▶ _HOW TO COMPLETE THIS TASK_: Below are the entries; give again exactly the lines from the one mentioning "Q: For every instance of the bird's foot" through the one mentioning "Q: For every instance of the brown", inclusive.

▶ _EXCERPTED DATA_:
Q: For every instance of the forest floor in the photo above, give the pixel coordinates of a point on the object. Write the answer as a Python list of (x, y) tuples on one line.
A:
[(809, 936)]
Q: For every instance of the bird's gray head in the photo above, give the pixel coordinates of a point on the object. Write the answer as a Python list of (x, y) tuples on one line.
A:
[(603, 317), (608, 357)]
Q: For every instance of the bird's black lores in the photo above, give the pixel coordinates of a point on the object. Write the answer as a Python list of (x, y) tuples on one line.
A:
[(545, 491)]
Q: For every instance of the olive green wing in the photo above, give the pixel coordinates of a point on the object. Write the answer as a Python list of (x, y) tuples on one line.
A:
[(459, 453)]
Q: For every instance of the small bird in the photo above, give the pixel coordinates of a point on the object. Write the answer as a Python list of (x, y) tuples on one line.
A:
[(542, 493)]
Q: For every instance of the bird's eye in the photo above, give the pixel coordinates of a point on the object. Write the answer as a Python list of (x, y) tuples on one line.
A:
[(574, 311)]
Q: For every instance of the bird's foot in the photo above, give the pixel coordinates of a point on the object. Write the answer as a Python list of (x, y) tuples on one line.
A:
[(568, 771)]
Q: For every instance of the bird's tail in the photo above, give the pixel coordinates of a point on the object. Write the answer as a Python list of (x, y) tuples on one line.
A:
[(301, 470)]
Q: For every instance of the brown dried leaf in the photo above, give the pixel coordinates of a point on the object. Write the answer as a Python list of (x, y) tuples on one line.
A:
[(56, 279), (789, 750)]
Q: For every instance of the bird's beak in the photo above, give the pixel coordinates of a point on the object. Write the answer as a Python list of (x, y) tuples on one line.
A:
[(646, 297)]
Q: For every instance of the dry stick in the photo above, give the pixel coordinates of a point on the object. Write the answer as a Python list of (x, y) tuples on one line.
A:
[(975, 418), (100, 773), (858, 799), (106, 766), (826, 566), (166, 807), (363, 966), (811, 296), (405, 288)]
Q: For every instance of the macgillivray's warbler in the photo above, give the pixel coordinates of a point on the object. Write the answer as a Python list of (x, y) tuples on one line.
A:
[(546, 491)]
---
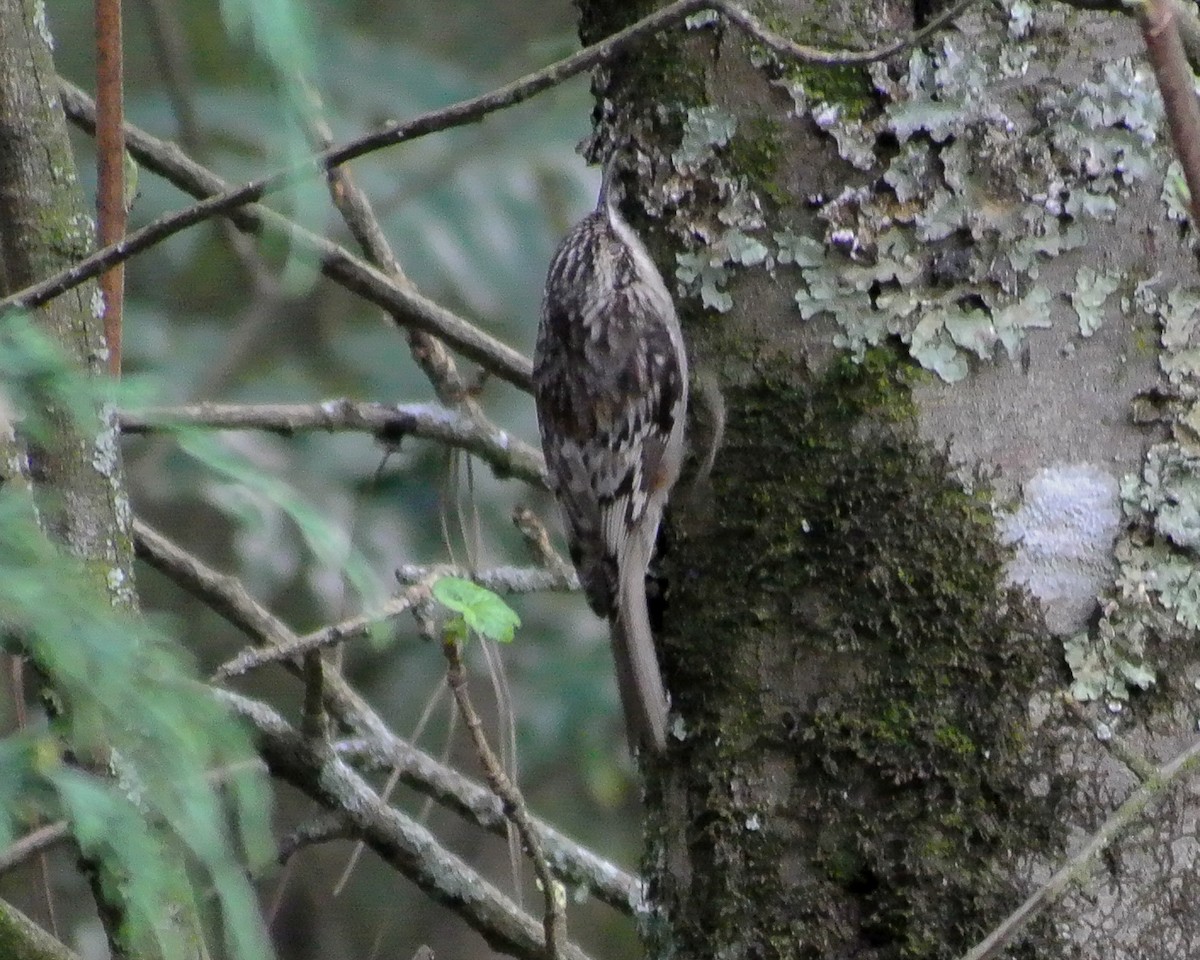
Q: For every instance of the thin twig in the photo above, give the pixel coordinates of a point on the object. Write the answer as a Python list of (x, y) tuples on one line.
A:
* * *
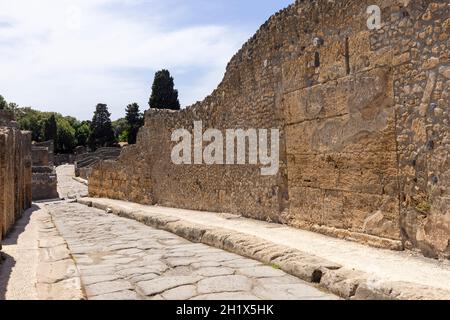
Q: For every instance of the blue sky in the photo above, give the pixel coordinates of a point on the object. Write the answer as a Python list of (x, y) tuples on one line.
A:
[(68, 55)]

▶ _EXERCISE ANSWER_:
Q: For every instance of the bird's foot in the photo above, give the pixel coordinates of a point on the object. Write the answer as a Python list of (x, y) tuples on one line.
A:
[(568, 771)]
Q: For every instance of the bird's tail in the photo above, give the pixel coordinates of a point on the object. Write the answer as a Python list of (x, y) tuples on one line.
A:
[(301, 470)]
Q: For every instance of the brown dried leaf in the photo above, give the pixel coordinates of a point on the object. Write the answer as a Python list of (x, y) tuples on one line.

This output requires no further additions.